━━━━━ Trecho fornecido
Velho Chico: tecnicamente linda e perfeita, dramaturgicamente irregular e angustiante



Um espetáculo em forma de novela. Assim podemos definir Velho Chico, que chega ao fim entrando para a história como uma das novelas mais belas e inspiradas da nossa dramaturgia. Pelo menos, esteticamente falando sim. Ao apostar num texto sensível e cheio de metáforas e crítica social e numa direção que traduziu tais metáforas imprimindo uma estética barroca e lúdica, a transformaram num feito cinematográfico que não deixou a desejar a nenhuma produção hollywoodiana. É digna de ganhar o Emmy (anotem o que digo). Entretanto, deixando a mensagem visual de lado, novelisticamente falando, Velho Chico se mostrou muito irregular.
━━━━━━━━━━
━━━━━ Linhas de dados
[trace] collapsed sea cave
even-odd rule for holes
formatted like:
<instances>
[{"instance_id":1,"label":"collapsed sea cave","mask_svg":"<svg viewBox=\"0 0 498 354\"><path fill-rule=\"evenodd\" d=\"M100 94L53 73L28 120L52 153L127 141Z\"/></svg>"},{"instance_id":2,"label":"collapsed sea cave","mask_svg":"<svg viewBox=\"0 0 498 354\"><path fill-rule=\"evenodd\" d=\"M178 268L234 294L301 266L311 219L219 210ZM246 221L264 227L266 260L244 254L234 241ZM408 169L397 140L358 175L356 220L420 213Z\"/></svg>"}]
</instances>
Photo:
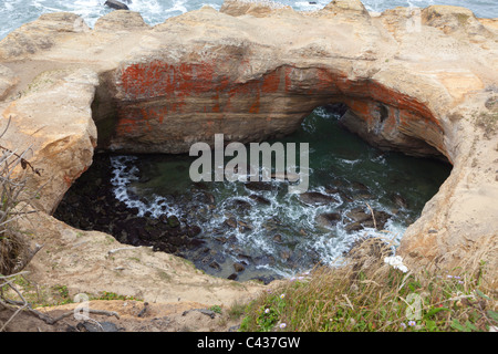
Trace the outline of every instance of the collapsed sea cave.
<instances>
[{"instance_id":1,"label":"collapsed sea cave","mask_svg":"<svg viewBox=\"0 0 498 354\"><path fill-rule=\"evenodd\" d=\"M387 116L378 105L377 119ZM407 156L364 138L355 115L336 103L280 137L310 144L309 188L300 195L288 194L289 181L194 183L195 157L186 154L100 149L54 217L183 257L208 274L268 283L334 262L364 237L398 242L449 176L452 165L425 142L413 139L416 156Z\"/></svg>"}]
</instances>

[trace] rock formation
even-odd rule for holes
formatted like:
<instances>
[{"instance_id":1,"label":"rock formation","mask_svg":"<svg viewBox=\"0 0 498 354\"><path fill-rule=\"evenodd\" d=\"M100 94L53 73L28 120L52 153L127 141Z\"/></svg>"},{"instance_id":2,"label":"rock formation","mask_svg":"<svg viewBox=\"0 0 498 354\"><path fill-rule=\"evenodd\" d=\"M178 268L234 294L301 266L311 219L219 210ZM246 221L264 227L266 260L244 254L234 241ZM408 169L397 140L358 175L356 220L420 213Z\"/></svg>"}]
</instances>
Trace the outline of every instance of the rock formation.
<instances>
[{"instance_id":1,"label":"rock formation","mask_svg":"<svg viewBox=\"0 0 498 354\"><path fill-rule=\"evenodd\" d=\"M50 214L96 146L185 153L216 133L258 142L341 102L342 123L371 144L454 166L398 252L447 268L477 257L496 270L497 22L446 6L374 14L359 0L312 12L226 0L153 28L131 11L93 30L43 14L0 42L2 126L11 116L10 146L31 145L54 176L38 181Z\"/></svg>"}]
</instances>

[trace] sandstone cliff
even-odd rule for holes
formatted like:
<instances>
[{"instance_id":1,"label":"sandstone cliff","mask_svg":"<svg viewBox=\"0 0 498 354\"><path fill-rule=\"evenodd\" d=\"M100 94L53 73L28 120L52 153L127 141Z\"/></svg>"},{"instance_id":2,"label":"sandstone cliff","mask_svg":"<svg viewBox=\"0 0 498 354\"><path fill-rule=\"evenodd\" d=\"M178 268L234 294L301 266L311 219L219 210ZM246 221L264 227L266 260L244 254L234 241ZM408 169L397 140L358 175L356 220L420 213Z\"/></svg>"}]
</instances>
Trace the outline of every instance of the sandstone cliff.
<instances>
[{"instance_id":1,"label":"sandstone cliff","mask_svg":"<svg viewBox=\"0 0 498 354\"><path fill-rule=\"evenodd\" d=\"M496 270L496 23L445 6L371 14L359 0L314 12L227 0L153 28L123 10L93 30L44 14L0 42L2 126L10 116L8 144L31 145L50 171L37 181L50 214L96 146L184 153L216 133L257 142L342 102L343 124L373 145L454 166L400 253L414 266L478 259Z\"/></svg>"}]
</instances>

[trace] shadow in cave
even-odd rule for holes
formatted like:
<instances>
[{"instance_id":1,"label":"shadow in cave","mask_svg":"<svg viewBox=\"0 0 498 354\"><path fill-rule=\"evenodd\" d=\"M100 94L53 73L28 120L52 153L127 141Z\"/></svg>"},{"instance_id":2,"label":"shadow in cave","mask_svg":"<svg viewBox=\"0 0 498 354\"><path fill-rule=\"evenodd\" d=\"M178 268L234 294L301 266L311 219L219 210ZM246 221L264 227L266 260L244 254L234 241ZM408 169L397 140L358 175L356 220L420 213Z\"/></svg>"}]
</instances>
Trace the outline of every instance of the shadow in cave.
<instances>
[{"instance_id":1,"label":"shadow in cave","mask_svg":"<svg viewBox=\"0 0 498 354\"><path fill-rule=\"evenodd\" d=\"M310 143L303 195L274 183L191 183L185 155L97 153L54 216L189 259L212 275L266 283L330 262L360 237L387 230L401 238L450 167L367 145L343 127L347 114L344 104L324 105L282 139Z\"/></svg>"}]
</instances>

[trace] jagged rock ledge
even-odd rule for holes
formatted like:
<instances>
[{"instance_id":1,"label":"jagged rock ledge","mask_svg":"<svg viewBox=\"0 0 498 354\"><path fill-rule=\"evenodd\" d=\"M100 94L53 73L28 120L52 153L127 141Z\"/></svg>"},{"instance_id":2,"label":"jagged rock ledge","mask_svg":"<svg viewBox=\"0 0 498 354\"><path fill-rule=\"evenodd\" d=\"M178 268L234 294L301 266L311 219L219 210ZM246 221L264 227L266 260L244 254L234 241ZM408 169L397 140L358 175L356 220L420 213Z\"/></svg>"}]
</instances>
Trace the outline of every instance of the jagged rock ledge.
<instances>
[{"instance_id":1,"label":"jagged rock ledge","mask_svg":"<svg viewBox=\"0 0 498 354\"><path fill-rule=\"evenodd\" d=\"M11 117L2 142L31 146L32 163L46 171L33 179L46 184L37 237L62 244L69 260L79 231L50 215L95 148L184 153L194 142L212 143L215 133L262 140L291 133L317 106L341 102L349 107L342 123L370 143L444 156L454 166L398 252L413 266L465 268L479 258L496 270L497 69L498 20L456 7L371 14L357 0L313 12L227 0L220 11L204 7L153 28L139 13L113 11L94 29L75 14L50 13L0 42L2 127ZM81 247L77 254L89 250L95 251ZM84 287L133 292L129 279L134 289L151 285L133 267L120 280L112 260L94 257L80 260L100 274ZM170 268L165 259L152 263ZM80 275L73 269L49 278ZM496 273L488 275L496 287ZM166 282L158 277L148 281ZM212 289L227 284L203 277ZM188 300L215 301L215 293Z\"/></svg>"}]
</instances>

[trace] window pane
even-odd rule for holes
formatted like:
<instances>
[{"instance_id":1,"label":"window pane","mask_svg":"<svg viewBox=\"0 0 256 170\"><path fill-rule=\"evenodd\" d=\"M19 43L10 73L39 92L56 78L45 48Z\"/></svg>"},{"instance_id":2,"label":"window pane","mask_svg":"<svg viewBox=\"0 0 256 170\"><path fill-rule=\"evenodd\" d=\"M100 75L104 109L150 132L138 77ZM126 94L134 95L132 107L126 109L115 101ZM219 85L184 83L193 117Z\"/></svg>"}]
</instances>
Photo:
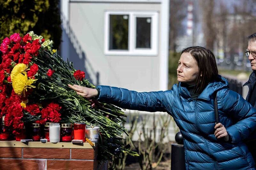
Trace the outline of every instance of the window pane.
<instances>
[{"instance_id":1,"label":"window pane","mask_svg":"<svg viewBox=\"0 0 256 170\"><path fill-rule=\"evenodd\" d=\"M136 48L150 48L151 18L136 18Z\"/></svg>"},{"instance_id":2,"label":"window pane","mask_svg":"<svg viewBox=\"0 0 256 170\"><path fill-rule=\"evenodd\" d=\"M109 50L128 50L129 15L109 17Z\"/></svg>"}]
</instances>

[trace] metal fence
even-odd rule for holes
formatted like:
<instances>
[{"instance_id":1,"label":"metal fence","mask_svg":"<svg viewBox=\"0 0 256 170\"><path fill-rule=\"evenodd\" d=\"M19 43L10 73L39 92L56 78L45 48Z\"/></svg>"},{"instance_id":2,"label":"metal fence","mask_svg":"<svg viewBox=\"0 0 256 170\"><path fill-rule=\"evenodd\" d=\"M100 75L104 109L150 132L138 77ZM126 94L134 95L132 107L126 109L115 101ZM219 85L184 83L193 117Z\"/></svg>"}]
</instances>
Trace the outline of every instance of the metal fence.
<instances>
[{"instance_id":1,"label":"metal fence","mask_svg":"<svg viewBox=\"0 0 256 170\"><path fill-rule=\"evenodd\" d=\"M243 96L243 85L242 82L236 80L225 78L228 82L229 89Z\"/></svg>"}]
</instances>

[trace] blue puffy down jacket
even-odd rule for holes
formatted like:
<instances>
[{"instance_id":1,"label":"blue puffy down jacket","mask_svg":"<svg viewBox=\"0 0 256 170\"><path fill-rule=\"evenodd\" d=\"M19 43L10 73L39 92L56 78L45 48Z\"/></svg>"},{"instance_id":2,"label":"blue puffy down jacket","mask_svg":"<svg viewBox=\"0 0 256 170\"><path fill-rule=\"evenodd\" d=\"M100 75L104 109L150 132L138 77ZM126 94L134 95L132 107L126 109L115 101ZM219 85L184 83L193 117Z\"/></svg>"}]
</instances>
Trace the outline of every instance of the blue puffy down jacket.
<instances>
[{"instance_id":1,"label":"blue puffy down jacket","mask_svg":"<svg viewBox=\"0 0 256 170\"><path fill-rule=\"evenodd\" d=\"M99 86L98 100L124 109L167 112L184 138L187 169L254 169L252 155L243 140L256 128L256 110L228 89L226 79L219 78L196 100L180 83L171 90L148 92ZM217 140L214 135L213 94L216 90L220 122L231 139L228 142Z\"/></svg>"}]
</instances>

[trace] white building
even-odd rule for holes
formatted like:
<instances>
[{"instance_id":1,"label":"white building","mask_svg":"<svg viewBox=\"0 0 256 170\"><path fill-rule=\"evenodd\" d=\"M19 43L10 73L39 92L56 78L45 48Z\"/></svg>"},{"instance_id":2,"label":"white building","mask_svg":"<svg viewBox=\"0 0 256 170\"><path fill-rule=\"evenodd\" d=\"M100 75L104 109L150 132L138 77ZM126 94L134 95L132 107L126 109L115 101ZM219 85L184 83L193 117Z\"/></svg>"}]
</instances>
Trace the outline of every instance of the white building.
<instances>
[{"instance_id":1,"label":"white building","mask_svg":"<svg viewBox=\"0 0 256 170\"><path fill-rule=\"evenodd\" d=\"M167 90L169 0L62 0L61 55L94 85Z\"/></svg>"}]
</instances>

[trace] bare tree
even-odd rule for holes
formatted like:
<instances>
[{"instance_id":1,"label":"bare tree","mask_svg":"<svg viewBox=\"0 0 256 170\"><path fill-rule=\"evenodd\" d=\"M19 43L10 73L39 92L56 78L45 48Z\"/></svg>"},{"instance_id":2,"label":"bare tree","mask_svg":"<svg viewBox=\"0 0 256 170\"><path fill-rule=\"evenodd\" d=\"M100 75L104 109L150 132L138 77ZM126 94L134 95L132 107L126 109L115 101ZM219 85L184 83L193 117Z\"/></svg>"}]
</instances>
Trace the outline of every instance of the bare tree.
<instances>
[{"instance_id":1,"label":"bare tree","mask_svg":"<svg viewBox=\"0 0 256 170\"><path fill-rule=\"evenodd\" d=\"M201 0L200 5L203 14L203 28L205 42L205 46L212 50L213 49L216 38L215 26L214 0Z\"/></svg>"},{"instance_id":2,"label":"bare tree","mask_svg":"<svg viewBox=\"0 0 256 170\"><path fill-rule=\"evenodd\" d=\"M175 51L176 38L182 26L182 21L186 16L186 0L170 0L169 49Z\"/></svg>"}]
</instances>

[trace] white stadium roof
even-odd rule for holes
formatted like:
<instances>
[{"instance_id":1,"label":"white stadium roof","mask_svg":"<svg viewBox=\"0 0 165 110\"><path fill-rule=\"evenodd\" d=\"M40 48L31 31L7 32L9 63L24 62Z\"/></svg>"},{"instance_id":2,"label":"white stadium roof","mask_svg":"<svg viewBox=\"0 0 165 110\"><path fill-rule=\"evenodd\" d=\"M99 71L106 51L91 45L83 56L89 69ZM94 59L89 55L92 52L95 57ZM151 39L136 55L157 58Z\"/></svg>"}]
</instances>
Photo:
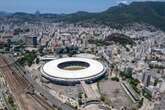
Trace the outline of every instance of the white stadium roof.
<instances>
[{"instance_id":1,"label":"white stadium roof","mask_svg":"<svg viewBox=\"0 0 165 110\"><path fill-rule=\"evenodd\" d=\"M61 63L69 63L71 61L80 61L88 63L89 66L85 69L80 70L64 70L58 67ZM92 78L99 77L105 73L105 67L102 63L78 57L61 58L46 63L42 68L41 72L44 76L53 80L89 80Z\"/></svg>"}]
</instances>

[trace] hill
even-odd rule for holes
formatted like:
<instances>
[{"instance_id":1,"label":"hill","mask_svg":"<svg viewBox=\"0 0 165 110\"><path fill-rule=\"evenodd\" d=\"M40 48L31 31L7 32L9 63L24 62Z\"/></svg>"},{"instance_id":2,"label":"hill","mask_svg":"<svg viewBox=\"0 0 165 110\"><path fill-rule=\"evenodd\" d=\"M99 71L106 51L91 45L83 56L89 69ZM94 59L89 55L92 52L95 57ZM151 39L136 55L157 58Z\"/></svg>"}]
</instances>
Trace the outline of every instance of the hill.
<instances>
[{"instance_id":1,"label":"hill","mask_svg":"<svg viewBox=\"0 0 165 110\"><path fill-rule=\"evenodd\" d=\"M10 22L67 22L103 24L122 27L125 24L145 23L165 31L165 2L132 2L120 4L100 13L77 12L73 14L14 13L6 16Z\"/></svg>"}]
</instances>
━━━━━━━━━━
▶ [Tarefa escrita A] Repita o trecho da crítica sobre Velho Chico que vai de "Um espetáculo em" até "mostrou muito irregular.".
▶ [Tarefa escrita B] De acordo com a crítica sobre Velho Chico, que prêmio a novela seria digna de ganhar?

▶ [Resposta da tarefa A]
Um espetáculo em forma de novela. Assim podemos definir Velho Chico, que chega ao fim entrando para a história como uma das novelas mais belas e inspiradas da nossa dramaturgia. Pelo menos, esteticamente falando sim. Ao apostar num texto sensível e cheio de metáforas e crítica social e numa direção que traduziu tais metáforas imprimindo uma estética barroca e lúdica, a transformaram num feito cinematográfico que não deixou a desejar a nenhuma produção hollywoodiana. É digna de ganhar o Emmy (anotem o que digo). Entretanto, deixando a mensagem visual de lado, novelisticamente falando, Velho Chico se mostrou muito irregular.

▶ [Resposta da tarefa B] O Emmy.